**Exercise instructions**
What is needed here is an exact reprint of every record below.

++++ Exercise inputs

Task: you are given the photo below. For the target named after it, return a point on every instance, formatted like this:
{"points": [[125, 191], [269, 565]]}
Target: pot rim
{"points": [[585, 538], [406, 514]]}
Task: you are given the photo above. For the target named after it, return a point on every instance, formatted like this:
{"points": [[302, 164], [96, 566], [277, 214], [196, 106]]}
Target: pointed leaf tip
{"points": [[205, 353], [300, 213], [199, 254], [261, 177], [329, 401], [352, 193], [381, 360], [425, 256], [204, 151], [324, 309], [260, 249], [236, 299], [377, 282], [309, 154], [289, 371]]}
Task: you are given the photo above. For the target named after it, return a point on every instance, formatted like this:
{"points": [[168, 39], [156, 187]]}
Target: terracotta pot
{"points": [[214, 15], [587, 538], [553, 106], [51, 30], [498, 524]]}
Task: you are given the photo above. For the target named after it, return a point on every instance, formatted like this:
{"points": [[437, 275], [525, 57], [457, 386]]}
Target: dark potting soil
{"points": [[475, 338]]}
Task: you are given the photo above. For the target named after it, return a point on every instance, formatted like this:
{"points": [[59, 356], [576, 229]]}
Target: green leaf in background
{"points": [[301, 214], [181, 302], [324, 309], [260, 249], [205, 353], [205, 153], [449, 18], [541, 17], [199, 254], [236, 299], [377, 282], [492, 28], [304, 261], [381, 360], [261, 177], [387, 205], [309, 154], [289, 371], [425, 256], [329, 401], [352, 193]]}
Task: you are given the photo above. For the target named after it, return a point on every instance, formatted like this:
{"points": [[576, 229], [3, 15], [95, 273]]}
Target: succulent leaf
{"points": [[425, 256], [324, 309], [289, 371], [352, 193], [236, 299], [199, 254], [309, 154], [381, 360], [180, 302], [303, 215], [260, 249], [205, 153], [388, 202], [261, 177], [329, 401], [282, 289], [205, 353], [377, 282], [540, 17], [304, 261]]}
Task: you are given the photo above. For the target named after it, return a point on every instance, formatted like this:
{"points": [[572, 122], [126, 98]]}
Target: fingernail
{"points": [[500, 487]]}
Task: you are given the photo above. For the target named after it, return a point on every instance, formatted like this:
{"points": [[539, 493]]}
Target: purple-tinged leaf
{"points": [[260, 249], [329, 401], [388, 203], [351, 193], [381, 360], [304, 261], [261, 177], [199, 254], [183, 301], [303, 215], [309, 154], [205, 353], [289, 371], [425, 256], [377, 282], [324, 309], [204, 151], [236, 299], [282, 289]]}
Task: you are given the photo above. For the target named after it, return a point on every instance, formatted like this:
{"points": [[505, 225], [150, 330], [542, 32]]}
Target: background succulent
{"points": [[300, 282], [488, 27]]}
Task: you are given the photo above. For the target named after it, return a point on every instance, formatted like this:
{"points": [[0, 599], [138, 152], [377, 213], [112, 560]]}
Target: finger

++++++++

**Response to the task**
Task: you are given the photo below. For the target named after it, return a point on every instance, formatted like this:
{"points": [[125, 191], [269, 565]]}
Target: pot rim
{"points": [[585, 538], [406, 514]]}
Task: you are given the photo above. For the target named after it, return a point on every instance, formatted like this:
{"points": [[302, 164], [96, 566], [277, 214], [196, 106]]}
Target: pointed leaf tip
{"points": [[205, 353], [300, 213], [199, 254], [261, 177], [329, 401], [352, 193], [381, 360], [425, 256], [204, 151], [324, 309], [260, 249], [236, 299], [377, 282], [309, 154], [289, 371]]}
Task: you are given the photo above. For the target named after it, return a point on every instance, formatted like this:
{"points": [[168, 39], [156, 187]]}
Target: terracotta pot
{"points": [[214, 15], [587, 538], [553, 106], [51, 30], [498, 524]]}
Task: you are given the photo above. For the target named after it, return a point on every instance, formatted like this:
{"points": [[437, 275], [525, 57], [457, 386]]}
Target: dark potting soil
{"points": [[475, 338]]}
Task: you are given the photo above. For the target named after it, return a point on every instance, formatted like this:
{"points": [[59, 356], [576, 229]]}
Target: green leaf in background
{"points": [[301, 214], [181, 302], [324, 309], [260, 249], [205, 353], [205, 153], [449, 18], [541, 17], [199, 254], [236, 299], [377, 282], [492, 28], [304, 261], [381, 360], [261, 177], [387, 205], [309, 154], [289, 371], [425, 256], [329, 401], [352, 193]]}
Task: you are given the photo above. For the target named after it, return a point on every instance, formatted like this:
{"points": [[576, 229], [3, 15], [95, 273]]}
Target: succulent leaf
{"points": [[425, 256], [324, 309], [289, 371], [352, 193], [236, 299], [199, 254], [309, 154], [381, 360], [180, 302], [303, 215], [260, 249], [205, 153], [388, 202], [261, 177], [329, 401], [282, 289], [205, 353], [377, 282], [540, 17], [304, 261]]}
Task: you are given the photo above. For the target named after it, return a point on every instance, formatted like this:
{"points": [[572, 122], [126, 98]]}
Target: fingernail
{"points": [[500, 487]]}
Task: you are given the photo above. For the target named after it, return a point on every instance, formatted like this:
{"points": [[539, 493]]}
Target: purple-tinged leaf
{"points": [[260, 249], [329, 401], [388, 203], [351, 193], [381, 360], [304, 261], [261, 177], [199, 254], [183, 301], [303, 215], [309, 154], [205, 353], [289, 371], [425, 256], [377, 282], [324, 309], [204, 151], [236, 299], [282, 289]]}
Task: you are given the photo above. For the target named after it, return a point on every instance, formatted like this:
{"points": [[505, 225], [150, 330], [542, 32]]}
Target: background succulent
{"points": [[300, 282], [488, 27]]}
Task: you are given the photo above. For the target named after it, return a point on every instance, formatted like this:
{"points": [[0, 599], [138, 152], [377, 213], [112, 560]]}
Target: finger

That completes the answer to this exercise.